◆ **DOCUMENT TEXT**
####################

Run the training loop, just for one epoch.

.. code:: ipython3

    with modlee.start_run() as run:
        trainer = modlee.Trainer(max_epochs=1)
        trainer.fit(
            model=modlee_model,
            train_dataloaders=train_dataloader,
            val_dataloaders=val_dataloader
        )

::

     | Name  | Type       | Params
   -------------------------------------
   0 | model | Classifier | 44.4 K
   -------------------------------------
   44.4 K    Trainable params
   0         Non-trainable params
   44.4 K    Total params
   0.178     Total estimated model params size (MB)
   Epoch 0: 100%|██████████| 938/938 [00:16<00:00, 57.47it/s, v_num=0]  

``modlee`` with ``mlflow`` underneath will document the experiment in an
automatically generated ``assets`` folder.

.. code:: ipython3

    last_run_path = modlee.last_run_path()
    print(f"Run path: {last_run_path}")
    
    artifacts_path = os.path.join(last_run_path, 'artifacts')
    artifacts = os.listdir(artifacts_path)
    print(f"Saved artifacts: {artifacts}")
    
    os.environ['ARTIFACTS_PATH'] = artifacts_path
    # Add the artifacts directory to the path, 
    # so we can import the model
    sys.path.insert(0, artifacts_path)


::

   Run path: /home/ubuntu/projects/modlee_pypi/examples/mlruns/0/7a47086681324d0e924f9076a1262de9/artifacts/model_graph.py
   Saved artifacts: ['transforms.txt', 'model_graph.py', 'model_graph.txt', 'model_size', 'model', 'cached_vars', 'stats_rep', 'snapshot_1.npy', 'lightning_logs', 'snapshot_0.npy', 'model.py', 'loss_calls.txt', 'model_summary.txt']

.. code:: ipython3

    # Print out the first few lines of the model 
    print("Model graph:")
    !sed -n -e 1,15p $ARTIFACTS_PATH/model_graph.py
    !echo "        ..."
    !sed -n -e 58,68p $ARTIFACTS_PATH/model_graph.py
    !echo "        ..."

::

   Model graph:

   import torch, onnx2torch
   from torch import tensor

   class Model(torch.nn.Module):
       
       def __init__(self):
           super().__init__()
           setattr(self,'Conv', torch.nn.modules.conv.Conv2d(**{'in_channels':3,'out_channels':64,'kernel_size':(7, 7),'stride':(2, 2),'padding':(3, 3),'dilation':(1, 1),'groups':1,'padding_mode':'zeros'}))
           setattr(self,'Relu', torch.nn.modules.activation.ReLU(**{'inplace':False}))
           setattr(self,'MaxPool', torch.nn.modules.pooling.MaxPool2d(**{'kernel_size':[3, 3],'stride':[2, 2],'padding':[1, 1],'dilation':[1, 1],'return_indices':False,'ceil_mode':False}))

####################

◆ **COMPLETE THE FOLLOWING**
**a)** Format the lines of the listing as a Markdown table with columns Row and Entry, leaving out blank lines. Begin at the line that contains "Spot white tank top here." and stop after the line that contains "[168,0,215,501]".
**b)** Resume the modlee training tutorial from its last line.

####################

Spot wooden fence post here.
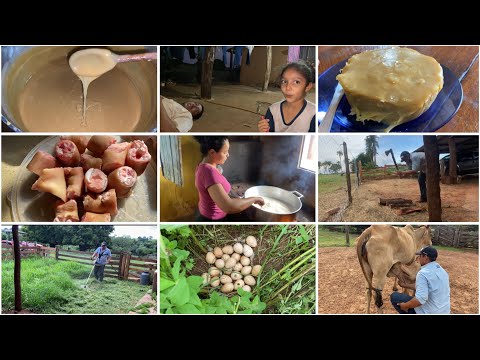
[423,135,442,222]
[345,225,350,247]
[123,253,132,280]
[118,252,124,280]
[152,270,158,294]
[357,160,362,186]
[343,141,352,204]
[448,136,457,185]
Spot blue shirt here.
[415,261,450,314]
[94,247,112,265]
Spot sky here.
[112,225,158,239]
[318,134,423,172]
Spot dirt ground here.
[160,84,315,132]
[318,178,478,222]
[318,247,478,314]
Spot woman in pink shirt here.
[195,136,264,221]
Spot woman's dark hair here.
[278,60,315,84]
[194,136,228,156]
[192,103,205,120]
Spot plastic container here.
[10,136,157,222]
[140,271,150,285]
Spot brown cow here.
[356,225,432,313]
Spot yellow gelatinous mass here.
[337,47,443,128]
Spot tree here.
[330,161,342,174]
[2,229,12,240]
[22,225,114,251]
[322,160,332,174]
[337,150,343,170]
[365,135,378,165]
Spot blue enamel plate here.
[318,59,463,132]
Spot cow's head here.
[413,225,432,250]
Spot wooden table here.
[318,46,478,132]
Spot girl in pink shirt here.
[195,136,264,221]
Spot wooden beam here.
[200,46,215,99]
[12,225,22,311]
[343,141,352,204]
[378,198,413,205]
[423,135,442,221]
[448,136,457,185]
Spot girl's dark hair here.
[278,60,315,84]
[194,136,228,156]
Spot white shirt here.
[415,261,450,314]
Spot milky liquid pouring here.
[253,195,292,214]
[68,49,117,126]
[14,47,144,133]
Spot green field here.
[318,174,353,194]
[2,257,150,314]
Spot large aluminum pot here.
[2,46,157,132]
[245,186,303,222]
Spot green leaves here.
[160,225,266,314]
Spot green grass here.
[318,173,356,194]
[318,174,347,194]
[2,258,148,314]
[318,227,359,247]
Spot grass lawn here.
[318,174,356,194]
[2,258,149,314]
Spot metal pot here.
[245,186,303,222]
[2,46,157,132]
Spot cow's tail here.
[356,228,373,290]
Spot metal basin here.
[2,46,157,132]
[245,186,303,222]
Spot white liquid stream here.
[253,196,293,214]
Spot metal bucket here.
[245,186,303,222]
[2,46,157,132]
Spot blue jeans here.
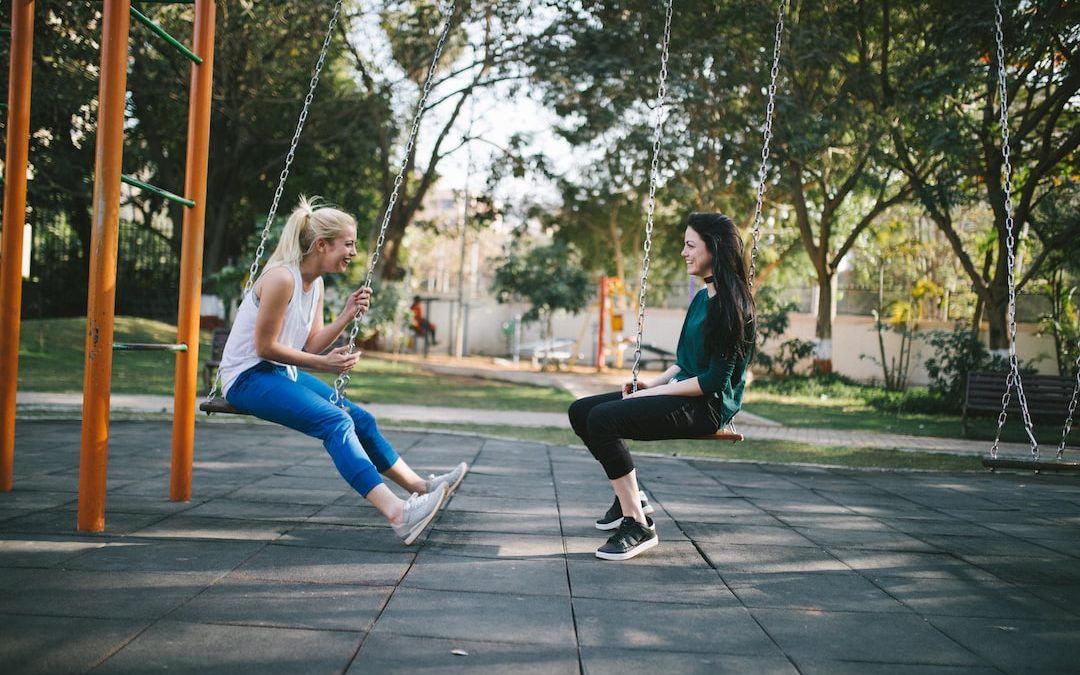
[226,361,399,497]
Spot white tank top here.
[218,265,323,395]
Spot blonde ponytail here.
[264,194,356,271]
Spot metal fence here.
[22,210,179,323]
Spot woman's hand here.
[323,347,360,373]
[341,286,372,320]
[622,380,649,399]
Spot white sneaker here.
[427,462,469,497]
[393,484,447,544]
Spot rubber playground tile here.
[94,621,363,675]
[229,544,416,585]
[573,586,782,657]
[401,550,570,597]
[170,579,394,632]
[65,538,266,576]
[874,577,1076,621]
[347,631,578,675]
[0,569,216,619]
[373,588,576,646]
[424,523,564,558]
[0,615,147,675]
[929,617,1080,675]
[724,571,907,612]
[752,609,985,665]
[581,647,798,675]
[128,513,292,541]
[567,557,739,612]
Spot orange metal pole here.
[0,0,33,492]
[79,0,131,532]
[168,0,215,501]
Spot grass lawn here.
[391,421,985,471]
[743,384,1041,445]
[18,316,1028,470]
[18,316,573,413]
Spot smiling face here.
[319,225,356,272]
[681,227,713,278]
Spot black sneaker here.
[596,492,653,530]
[596,516,660,561]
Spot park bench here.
[960,373,1077,435]
[203,328,229,391]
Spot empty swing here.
[631,0,787,443]
[983,0,1080,473]
[199,0,456,415]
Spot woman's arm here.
[622,368,705,399]
[303,288,372,354]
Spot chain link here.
[206,0,343,402]
[631,0,674,392]
[330,0,457,405]
[747,0,787,292]
[1057,339,1080,460]
[990,0,1039,461]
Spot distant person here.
[220,198,469,544]
[569,213,755,561]
[409,295,438,345]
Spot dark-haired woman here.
[569,213,755,561]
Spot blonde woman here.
[220,198,469,544]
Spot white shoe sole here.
[596,537,660,561]
[403,490,449,546]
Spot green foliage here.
[924,325,1009,411]
[494,241,593,322]
[754,286,814,377]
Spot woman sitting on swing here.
[569,213,756,561]
[220,198,469,544]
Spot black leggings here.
[569,391,720,481]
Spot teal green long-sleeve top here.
[673,288,750,427]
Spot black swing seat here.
[199,399,251,415]
[983,455,1080,473]
[694,429,743,443]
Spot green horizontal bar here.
[120,176,195,208]
[132,6,202,65]
[112,342,188,352]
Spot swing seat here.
[696,429,743,443]
[199,399,251,415]
[983,456,1080,473]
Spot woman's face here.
[321,226,356,272]
[681,227,713,278]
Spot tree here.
[345,0,535,279]
[881,0,1080,350]
[492,236,592,362]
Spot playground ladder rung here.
[132,6,202,65]
[112,342,188,352]
[120,176,195,207]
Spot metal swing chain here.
[747,0,787,292]
[1057,339,1080,460]
[990,0,1039,461]
[206,0,343,402]
[631,0,674,392]
[329,0,457,404]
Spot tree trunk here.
[811,272,833,375]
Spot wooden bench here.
[960,373,1077,435]
[203,328,229,391]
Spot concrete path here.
[0,419,1080,675]
[17,392,1028,457]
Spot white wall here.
[408,299,1056,384]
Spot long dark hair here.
[686,213,756,359]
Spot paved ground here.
[0,419,1080,675]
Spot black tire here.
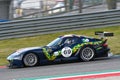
[23,53,38,67]
[79,46,95,61]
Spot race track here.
[0,56,120,80]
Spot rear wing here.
[95,31,114,38]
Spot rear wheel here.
[23,53,38,66]
[80,46,95,61]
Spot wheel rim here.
[24,53,38,66]
[82,47,94,61]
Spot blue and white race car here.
[7,31,113,68]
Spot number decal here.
[61,47,72,57]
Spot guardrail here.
[0,10,120,39]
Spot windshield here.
[47,38,62,47]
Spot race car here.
[7,31,114,68]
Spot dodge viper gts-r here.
[7,31,113,68]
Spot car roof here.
[62,34,81,38]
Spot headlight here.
[7,52,22,60]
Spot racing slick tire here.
[23,53,38,67]
[79,46,95,62]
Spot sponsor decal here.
[61,47,72,57]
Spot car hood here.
[7,47,42,60]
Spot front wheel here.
[23,53,38,67]
[80,46,95,61]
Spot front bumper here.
[8,60,24,68]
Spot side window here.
[64,37,79,45]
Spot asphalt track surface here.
[0,56,120,80]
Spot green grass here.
[0,26,120,65]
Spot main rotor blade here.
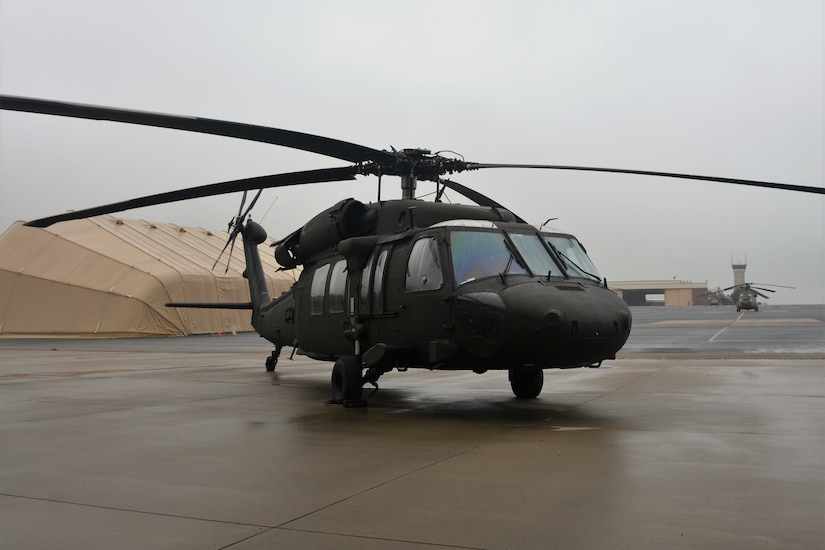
[467,162,825,195]
[0,95,395,162]
[25,166,357,227]
[438,179,524,223]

####################

◆ **TASK ANSWERS**
**a)**
| Row | Entry |
|---|---|
| 1 | Spot white tank top here. |
| 2 | [218,265,323,395] |
| 3 | Spot blonde ponytail here. |
| 4 | [264,194,356,271] |
| 5 | Spot metal fence here. |
| 6 | [22,210,179,323] |
| 7 | Spot woman's hand here. |
| 8 | [323,347,360,373] |
| 9 | [341,286,372,320] |
| 10 | [622,380,649,399] |
| 11 | Spot white sneaker here. |
| 12 | [427,462,469,497] |
| 13 | [393,484,447,544] |
| 14 | Spot rubber playground tile here. |
| 15 | [94,621,363,675] |
| 16 | [229,544,416,585] |
| 17 | [573,586,782,657] |
| 18 | [401,550,570,597] |
| 19 | [170,579,394,632] |
| 20 | [65,538,266,576] |
| 21 | [874,577,1076,621] |
| 22 | [347,631,578,675] |
| 23 | [0,569,216,619] |
| 24 | [373,588,576,646] |
| 25 | [424,523,564,558] |
| 26 | [0,615,147,675] |
| 27 | [929,617,1080,675] |
| 28 | [724,571,907,612] |
| 29 | [752,609,985,665] |
| 30 | [581,647,798,675] |
| 31 | [128,513,292,541] |
| 32 | [567,557,739,612] |
| 33 | Spot orange metal pole here. |
| 34 | [0,0,33,492] |
| 35 | [79,0,131,532] |
| 36 | [168,0,215,501] |

**b)**
           setattr(self,'Conv_1', torch.nn.modules.conv.Conv2d(**{'in_channels':64,'out_channels':64,'kernel_size':(3, 3),'stride':(1, 1),'padding':(1, 1),'dilation':(1, 1),'groups':1,'padding_mode':'zeros'}))
           setattr(self,'Relu_1', torch.nn.modules.activation.ReLU(**{'inplace':False}))
           setattr(self,'Conv_2', torch.nn.modules.conv.Conv2d(**{'in_channels':64,'out_channels':64,'kernel_size':(3, 3),'stride':(1, 1),'padding':(1, 1),'dilation':(1, 1),'groups':1,'padding_mode':'zeros'}))
           setattr(self,'Add', onnx2torch.node_converters.binary_math_operations.OnnxBinaryMathOperation(**{'operation_type':'Add','broadcast':None,'axis':None}))
           ...

       def forward(self, input_1):
           conv = self.Conv(input_1);  input_1 = None
           relu = self.Relu(conv);  conv = None
           max_pool = self.MaxPool(relu);  relu = None
           conv_1 = self.Conv_1(max_pool)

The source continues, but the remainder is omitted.